## Entries provided:

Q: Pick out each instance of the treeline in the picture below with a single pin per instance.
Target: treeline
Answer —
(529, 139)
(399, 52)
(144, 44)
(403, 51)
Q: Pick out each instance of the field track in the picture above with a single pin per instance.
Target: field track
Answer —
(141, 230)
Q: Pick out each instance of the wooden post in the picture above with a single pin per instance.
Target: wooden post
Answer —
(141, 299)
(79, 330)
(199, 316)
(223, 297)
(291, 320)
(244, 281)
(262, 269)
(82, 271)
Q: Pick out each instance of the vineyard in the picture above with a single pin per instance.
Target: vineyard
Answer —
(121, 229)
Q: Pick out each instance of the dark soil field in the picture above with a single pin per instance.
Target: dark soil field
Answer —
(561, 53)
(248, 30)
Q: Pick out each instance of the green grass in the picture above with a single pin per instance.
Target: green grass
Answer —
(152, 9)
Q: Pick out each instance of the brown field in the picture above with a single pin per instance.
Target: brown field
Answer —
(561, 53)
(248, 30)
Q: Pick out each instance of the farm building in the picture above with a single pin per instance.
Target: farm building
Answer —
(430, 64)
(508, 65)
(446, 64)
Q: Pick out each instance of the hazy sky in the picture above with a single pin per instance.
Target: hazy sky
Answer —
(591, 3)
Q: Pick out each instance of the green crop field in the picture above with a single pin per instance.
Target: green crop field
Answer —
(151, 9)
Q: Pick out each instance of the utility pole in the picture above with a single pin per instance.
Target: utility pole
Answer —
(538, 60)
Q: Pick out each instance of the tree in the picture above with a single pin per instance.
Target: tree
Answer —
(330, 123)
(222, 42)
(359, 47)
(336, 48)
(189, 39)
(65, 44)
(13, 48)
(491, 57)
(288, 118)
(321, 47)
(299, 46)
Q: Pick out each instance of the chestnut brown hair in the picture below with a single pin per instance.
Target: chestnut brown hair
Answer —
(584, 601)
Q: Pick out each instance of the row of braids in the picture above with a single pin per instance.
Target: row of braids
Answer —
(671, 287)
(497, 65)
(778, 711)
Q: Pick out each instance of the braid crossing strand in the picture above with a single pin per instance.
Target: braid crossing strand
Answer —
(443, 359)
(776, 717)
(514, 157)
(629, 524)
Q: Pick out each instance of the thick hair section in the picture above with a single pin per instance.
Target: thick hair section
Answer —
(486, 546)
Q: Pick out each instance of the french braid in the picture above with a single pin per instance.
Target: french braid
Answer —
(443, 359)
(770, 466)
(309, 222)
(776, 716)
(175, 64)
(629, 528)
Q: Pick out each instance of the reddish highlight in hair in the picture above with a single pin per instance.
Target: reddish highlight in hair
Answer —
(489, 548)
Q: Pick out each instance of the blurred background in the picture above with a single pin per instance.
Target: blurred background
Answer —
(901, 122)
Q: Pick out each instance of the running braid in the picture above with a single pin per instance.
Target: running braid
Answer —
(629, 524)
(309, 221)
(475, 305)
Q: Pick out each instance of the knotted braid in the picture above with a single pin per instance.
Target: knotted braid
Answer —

## What this task involves:
In the answer, the listing above should be restated word for word.

## Task solution:
Q: Pick out each instance of the treeline in the picture below with a single pin per instance.
Target: treeline
Answer —
(529, 139)
(399, 52)
(144, 44)
(403, 51)
Q: Pick out each instance of the field track in the picture above with a single pin per instance.
Target: field track
Answer —
(141, 230)
Q: Pick out each instance of the wooden post in the picture above with a single pin per instance.
Target: wooden post
Answer —
(141, 299)
(79, 330)
(199, 316)
(223, 297)
(291, 320)
(244, 281)
(262, 269)
(82, 271)
Q: Pick out each instance of the vineyard in the picture above with a single pin per instance.
Target: vineyard
Answer —
(121, 229)
Q: Pick out each instance of the dark soil field in the picture above with a single pin per instance.
Target: dark soil field
Answer —
(561, 53)
(248, 30)
Q: Pick out each instance of the green grass in the picture above with a single pin per instance.
Target: green grass
Answer —
(152, 9)
Q: Pick out each instance of the brown field in the picture above with a single pin per instance.
Target: brown field
Answer —
(561, 53)
(248, 30)
Q: Pick out each instance of the farm building in the picture above with a single pin per instance.
Target: farm building
Answer —
(430, 64)
(508, 65)
(446, 64)
Q: Pick out each instance of the hazy sky in the picture above with a single pin per instance.
Target: hazy sky
Answer —
(591, 3)
Q: Pick out each instance of the green crop field in the picture above with a single pin per instance.
Target: green crop field
Answer —
(151, 9)
Q: Pick out each instance of the utility pole in the picture above with a single pin per instance.
Target: utility pole
Answer —
(538, 60)
Q: Pick out each instance of the tree in the picture above with a single pin per instance.
Target: tree
Answer —
(330, 123)
(222, 42)
(359, 47)
(336, 48)
(189, 39)
(65, 44)
(13, 48)
(491, 57)
(288, 118)
(321, 47)
(299, 46)
Q: Pick out each instance of the chestnut brown hair in the picture below with a single pin per instance.
Target: chestnut brown hair
Answer —
(584, 601)
Q: Pick out each instance of the row of braids in the picture above with a single pin per instance.
Target: row of braids
Answer —
(671, 287)
(497, 65)
(778, 711)
Q: Pick out each instance of the braid crossing strand in the picture above with a single pin per instance.
Target: braid crossing strand
Answer —
(443, 359)
(776, 717)
(514, 157)
(629, 524)
Q: Pick out each instance of the thick hair section in the picture above with a single pin per instance.
Target: thick hair section
Answer —
(486, 546)
Q: Pick out each instance of the french braid in the picture above with a single pin per instance.
Target: french braid
Answer —
(443, 359)
(770, 466)
(309, 222)
(776, 716)
(175, 64)
(629, 528)
Q: Pick out each instance of the reddish highlight in hair in the picture above with a single pin per instance.
Target: reddish highlight in hair
Answer —
(489, 548)
Q: Pick out each instance of the blurred background in the picture above with a single pin per instance.
Target: blurred background
Answer —
(901, 122)
Q: Pick out each instance of the running braid in the picture above with a single pin per instance.
Target: running braid
Answer —
(629, 524)
(309, 221)
(475, 305)
Q: Pick out each instance of the knotted braid in the picture above with a single pin per instance.
Target: knotted braid
Answer —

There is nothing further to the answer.